> _Aim_: All of the records below must be output exactly, with no pictures carried over.

━━ Data extract ━━

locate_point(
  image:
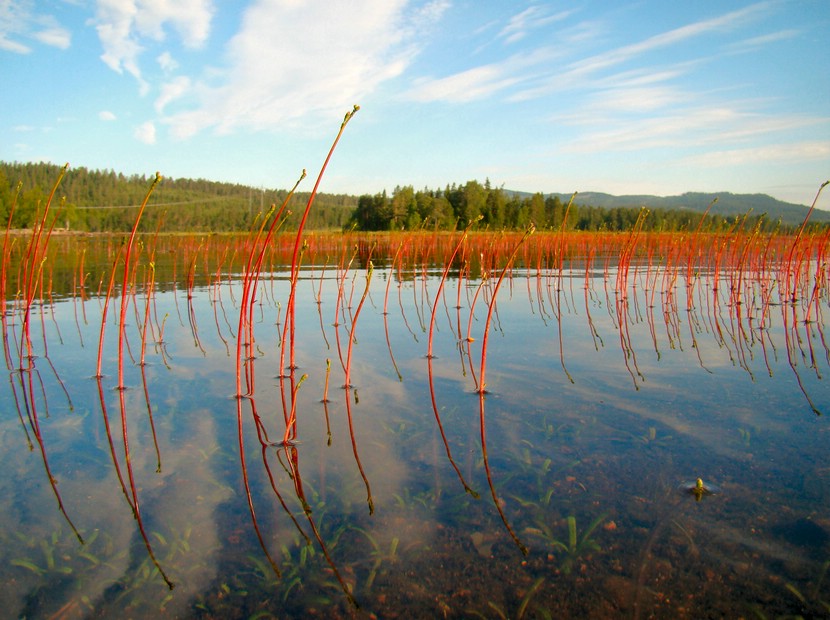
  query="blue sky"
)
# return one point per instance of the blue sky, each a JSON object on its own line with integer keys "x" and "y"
{"x": 648, "y": 97}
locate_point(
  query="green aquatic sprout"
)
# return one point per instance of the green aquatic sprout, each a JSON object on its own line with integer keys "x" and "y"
{"x": 577, "y": 546}
{"x": 522, "y": 610}
{"x": 698, "y": 489}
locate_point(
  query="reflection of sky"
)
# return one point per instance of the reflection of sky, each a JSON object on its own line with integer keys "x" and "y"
{"x": 652, "y": 380}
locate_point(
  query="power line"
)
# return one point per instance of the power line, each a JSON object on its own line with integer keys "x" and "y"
{"x": 162, "y": 204}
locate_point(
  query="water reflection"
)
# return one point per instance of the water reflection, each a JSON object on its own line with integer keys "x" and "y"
{"x": 359, "y": 462}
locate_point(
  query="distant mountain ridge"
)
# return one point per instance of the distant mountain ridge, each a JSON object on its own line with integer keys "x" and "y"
{"x": 728, "y": 204}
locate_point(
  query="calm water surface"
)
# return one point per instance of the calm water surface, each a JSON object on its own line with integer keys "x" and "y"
{"x": 602, "y": 410}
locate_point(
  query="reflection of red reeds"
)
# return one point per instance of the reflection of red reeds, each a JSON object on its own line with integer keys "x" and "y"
{"x": 481, "y": 375}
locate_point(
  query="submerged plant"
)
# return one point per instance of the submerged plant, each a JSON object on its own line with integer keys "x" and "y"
{"x": 577, "y": 546}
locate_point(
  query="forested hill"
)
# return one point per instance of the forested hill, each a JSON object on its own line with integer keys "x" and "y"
{"x": 104, "y": 200}
{"x": 727, "y": 205}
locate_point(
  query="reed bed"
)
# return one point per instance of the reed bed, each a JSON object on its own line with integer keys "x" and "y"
{"x": 736, "y": 283}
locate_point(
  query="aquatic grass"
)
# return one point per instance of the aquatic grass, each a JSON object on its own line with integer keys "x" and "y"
{"x": 577, "y": 547}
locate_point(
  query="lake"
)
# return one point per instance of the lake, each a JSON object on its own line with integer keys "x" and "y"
{"x": 648, "y": 442}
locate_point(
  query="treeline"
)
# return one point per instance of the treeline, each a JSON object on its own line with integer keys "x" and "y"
{"x": 455, "y": 205}
{"x": 103, "y": 200}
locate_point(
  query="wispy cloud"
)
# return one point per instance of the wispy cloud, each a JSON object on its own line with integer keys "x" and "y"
{"x": 146, "y": 133}
{"x": 290, "y": 60}
{"x": 754, "y": 43}
{"x": 122, "y": 24}
{"x": 531, "y": 18}
{"x": 785, "y": 153}
{"x": 483, "y": 81}
{"x": 712, "y": 126}
{"x": 578, "y": 73}
{"x": 19, "y": 19}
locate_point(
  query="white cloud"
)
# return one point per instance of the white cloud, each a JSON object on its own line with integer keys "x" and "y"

━━━

> _Result_:
locate_point(
  image:
  query="blue sky"
)
# return one point per instance of the blue sky, each a JSON object on its own line with integer keys "x" and "y"
{"x": 648, "y": 97}
locate_point(
  query="green aquatic sprout"
)
# return one point per instance of the green aquatic sprout, each a JSON object on its own line with integer keys "x" and "y"
{"x": 577, "y": 546}
{"x": 522, "y": 610}
{"x": 698, "y": 489}
locate_point(
  query="reflection of sky"
)
# return one point per instance of the reflection of sky, each a JSON object on its own line with integer keys "x" and "y"
{"x": 652, "y": 380}
locate_point(
  query="power line"
)
# return one point per instance of the power line, each a JSON object on its own line with integer keys "x" and "y"
{"x": 162, "y": 204}
locate_point(
  query="water reflection"
)
# return one point per instance of the water reflection, each a JSON object on its own line with integer keys "x" and "y"
{"x": 359, "y": 462}
locate_point(
  query="distant mountain ridge"
)
# return one point per instance of the distant mountain ridge, each a JSON object on its own line with integer keys "x" and "y"
{"x": 728, "y": 204}
locate_point(
  query="calm water surface"
)
# return one point per instance of the calm water surface, each a JSON object on its own line with integer keys "x" and "y"
{"x": 602, "y": 410}
locate_point(
  query="reflection of red reeds"
)
# return one point per instance of the reflection of red reeds, each a JSON object on its own line with integer keys "x" and "y"
{"x": 481, "y": 375}
locate_point(
  query="submerged plant"
)
# return one point per instance of the submerged plant, each a JSON object on its own line with integer keys "x" and "y"
{"x": 577, "y": 546}
locate_point(
  query="forested hill"
)
# return one point per instance of the forested hill, each a JSON object on its own line with integer keys "x" and "y"
{"x": 104, "y": 200}
{"x": 727, "y": 205}
locate_point(
  query="reed bed"
)
# return one point per instance of the reed bed, each a JSON object on its own line with integer keys "x" and "y"
{"x": 736, "y": 283}
locate_point(
  query="aquatic grass"
)
# return one point per instance of the aquatic grass, each a JSON object on its own line with integer keys "x" and "y"
{"x": 577, "y": 547}
locate_point(
  query="lake"
)
# return one point per instance of the lake, each a JSON object on its own line with integer keys "x" and "y"
{"x": 648, "y": 442}
locate_point(
  query="treeline"
)
# return one point per instance of the treeline, each a JSON object on its own line with integer keys "x" and "y"
{"x": 455, "y": 205}
{"x": 103, "y": 200}
locate_point(
  query="wispy cloud"
)
# return one point per instance of the wispy cloud, each a JSON object on its own line with integer keys "x" and "y"
{"x": 146, "y": 133}
{"x": 290, "y": 60}
{"x": 754, "y": 43}
{"x": 122, "y": 24}
{"x": 531, "y": 18}
{"x": 785, "y": 153}
{"x": 483, "y": 81}
{"x": 712, "y": 126}
{"x": 578, "y": 73}
{"x": 19, "y": 19}
locate_point(
  query="white cloud"
)
# return one point per instance of the white cloud, each a JSON object on its own line with integer keys "x" and "y"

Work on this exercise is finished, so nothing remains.